- [Text excerpt]:

=== Begin Enclosure ===

Saudi Arabia is among Washington's staunchest Arab allies and has over the past six decades cooperated with the United States on many aspects of Mideast policy.
Saleh has clung to power in the face of six months of massive street protests across his impoverished nation in the southern corner of the Arabian Peninsula, much like the uprisings sweeping across other parts of the Arab world.
The protests often turned violent, with Saleh's security forces using deadly forces against the protesters. Army forces loyal to Saleh and led by his son Ahmed, thepresident's one-time heir apparent, have also clashed with opposition tribesmen in Sanaa, using mortars, artillery and rockets and damaging parts of the Yemeni capital.
Yemen overlooks strategic shipping routes in the Red and Arabian seas and is not far from the vast oil fields of Saudi Arabia. It has one of the most active al-Qaida branches in the world and the United States sees the growing chaos there as a threat to its effort to fight the terror network. Both Saudi Arabia and the United States have been hit by attacks or foiled attacks on their territory that were plotted by al-Qaida in Yemen.
Saleh was rushed to Saudi Arabia in June for emergency medical treatment at the height of the uprising. Since he left, the country has been in a kind of limbo, with both the protesters demands and the question of who will succeed Saleh unresolved.
If he stays in Saudi without relinquishing power, it will sink Yemen deeper into political uncertainty and perpetuate a security vacuum which al-Qaida-linked militants have already taken advantage, capturing and holding towns in the nearly lawless south of the country.
Saleh's deputy, Vice President Abed Rabo Mansour Hadi, is nominally in charge in Saleh's absence. But the real power on the ground appears to be Saleh's son Ahmed, who controls the country's best trained military forces and the powerful Hashid tribal confederation, which
opposes the regime.
The government officials said Saleh was in daily contact with Ahmed, his son, tribal leaders loyal to him and top military officers. Ahmed Saleh himself was assuming some of his father's duties, receiving tribal envoys at his Sanaa office and spending some of his time at the presidential palace. Hadi, meanwhile, continues to work from home or the defense ministry.

=== End Enclosure ===

- [Listed records]:
=== Begin Enclosure ===

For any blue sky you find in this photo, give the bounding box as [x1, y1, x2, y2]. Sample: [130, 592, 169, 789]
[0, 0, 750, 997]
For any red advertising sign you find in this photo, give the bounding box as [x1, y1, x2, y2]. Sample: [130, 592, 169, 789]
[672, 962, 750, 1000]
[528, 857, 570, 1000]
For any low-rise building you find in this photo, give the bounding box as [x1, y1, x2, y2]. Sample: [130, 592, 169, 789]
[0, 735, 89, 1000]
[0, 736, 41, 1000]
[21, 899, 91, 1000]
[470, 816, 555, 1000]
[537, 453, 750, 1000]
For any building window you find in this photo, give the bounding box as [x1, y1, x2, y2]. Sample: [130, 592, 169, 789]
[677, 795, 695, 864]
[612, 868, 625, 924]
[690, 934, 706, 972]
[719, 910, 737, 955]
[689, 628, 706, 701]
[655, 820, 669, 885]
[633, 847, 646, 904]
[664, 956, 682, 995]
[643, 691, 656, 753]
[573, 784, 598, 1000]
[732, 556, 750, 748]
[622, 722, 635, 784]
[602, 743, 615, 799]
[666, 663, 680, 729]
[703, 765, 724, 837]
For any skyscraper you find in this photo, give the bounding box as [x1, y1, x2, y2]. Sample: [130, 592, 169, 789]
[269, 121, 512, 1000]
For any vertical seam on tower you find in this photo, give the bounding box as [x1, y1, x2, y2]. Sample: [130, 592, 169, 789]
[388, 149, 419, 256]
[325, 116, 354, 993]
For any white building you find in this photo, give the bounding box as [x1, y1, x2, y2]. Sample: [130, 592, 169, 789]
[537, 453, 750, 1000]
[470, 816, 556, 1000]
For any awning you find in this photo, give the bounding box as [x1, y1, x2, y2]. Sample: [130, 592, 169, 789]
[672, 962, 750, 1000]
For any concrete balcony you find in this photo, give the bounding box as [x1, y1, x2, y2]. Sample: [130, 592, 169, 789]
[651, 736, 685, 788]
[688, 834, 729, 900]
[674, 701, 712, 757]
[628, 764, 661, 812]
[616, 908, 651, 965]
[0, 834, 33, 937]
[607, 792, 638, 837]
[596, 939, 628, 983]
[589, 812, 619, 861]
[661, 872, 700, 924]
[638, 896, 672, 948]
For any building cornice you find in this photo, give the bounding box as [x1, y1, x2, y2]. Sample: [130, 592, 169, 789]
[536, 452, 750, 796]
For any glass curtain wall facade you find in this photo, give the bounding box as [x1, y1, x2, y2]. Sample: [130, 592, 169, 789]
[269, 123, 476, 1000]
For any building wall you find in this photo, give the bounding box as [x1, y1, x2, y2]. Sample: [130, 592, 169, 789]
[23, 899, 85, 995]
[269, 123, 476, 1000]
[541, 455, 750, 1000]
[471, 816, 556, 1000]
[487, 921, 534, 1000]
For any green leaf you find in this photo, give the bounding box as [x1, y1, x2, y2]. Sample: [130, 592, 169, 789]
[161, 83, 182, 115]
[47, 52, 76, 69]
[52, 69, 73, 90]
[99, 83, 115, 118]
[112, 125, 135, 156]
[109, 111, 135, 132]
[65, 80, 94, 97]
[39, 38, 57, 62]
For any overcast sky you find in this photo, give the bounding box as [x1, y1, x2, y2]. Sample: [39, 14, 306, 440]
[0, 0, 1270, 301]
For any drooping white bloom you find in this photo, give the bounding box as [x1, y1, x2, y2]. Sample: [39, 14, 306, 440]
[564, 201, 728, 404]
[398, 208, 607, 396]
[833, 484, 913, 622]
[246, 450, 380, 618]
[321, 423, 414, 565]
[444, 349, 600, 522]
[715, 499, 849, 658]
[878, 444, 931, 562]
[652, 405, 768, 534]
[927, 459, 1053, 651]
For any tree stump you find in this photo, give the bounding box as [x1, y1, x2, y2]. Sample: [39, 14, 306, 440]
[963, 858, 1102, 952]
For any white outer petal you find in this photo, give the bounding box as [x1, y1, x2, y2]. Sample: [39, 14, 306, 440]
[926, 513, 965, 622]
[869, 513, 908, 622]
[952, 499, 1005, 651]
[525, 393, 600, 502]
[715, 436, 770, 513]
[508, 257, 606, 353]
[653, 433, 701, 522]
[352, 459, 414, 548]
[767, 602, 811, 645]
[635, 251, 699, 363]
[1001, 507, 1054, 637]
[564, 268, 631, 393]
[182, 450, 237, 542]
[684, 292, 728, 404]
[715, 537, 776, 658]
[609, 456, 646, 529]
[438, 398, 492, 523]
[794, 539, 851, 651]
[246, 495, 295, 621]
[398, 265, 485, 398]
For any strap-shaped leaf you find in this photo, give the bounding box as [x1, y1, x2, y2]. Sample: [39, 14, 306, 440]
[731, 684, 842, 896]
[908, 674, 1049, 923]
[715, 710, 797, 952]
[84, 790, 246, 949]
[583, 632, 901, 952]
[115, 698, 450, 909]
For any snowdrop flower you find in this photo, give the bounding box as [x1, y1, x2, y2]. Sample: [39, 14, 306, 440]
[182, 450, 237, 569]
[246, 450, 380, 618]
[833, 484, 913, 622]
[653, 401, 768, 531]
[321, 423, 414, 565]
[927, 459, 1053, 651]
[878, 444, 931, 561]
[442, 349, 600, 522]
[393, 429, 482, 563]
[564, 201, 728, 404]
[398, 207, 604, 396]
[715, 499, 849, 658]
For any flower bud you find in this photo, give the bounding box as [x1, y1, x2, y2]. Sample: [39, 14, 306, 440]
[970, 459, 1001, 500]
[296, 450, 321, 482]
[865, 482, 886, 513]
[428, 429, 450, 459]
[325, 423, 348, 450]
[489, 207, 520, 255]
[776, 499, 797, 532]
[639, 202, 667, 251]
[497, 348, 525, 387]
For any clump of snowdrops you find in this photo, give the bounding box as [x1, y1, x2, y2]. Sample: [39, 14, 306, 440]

=== End Enclosure ===

- [What to do]: Reproduce the section of the Yemen article starting with "The government officials" and going on through "the defense ministry.".

- [Output for this exercise]:
The government officials said Saleh was in daily contact with Ahmed, his son, tribal leaders loyal to him and top military officers. Ahmed Saleh himself was assuming some of his father's duties, receiving tribal envoys at his Sanaa office and spending some of his time at the presidential palace. Hadi, meanwhile, continues to work from home or the defense ministry.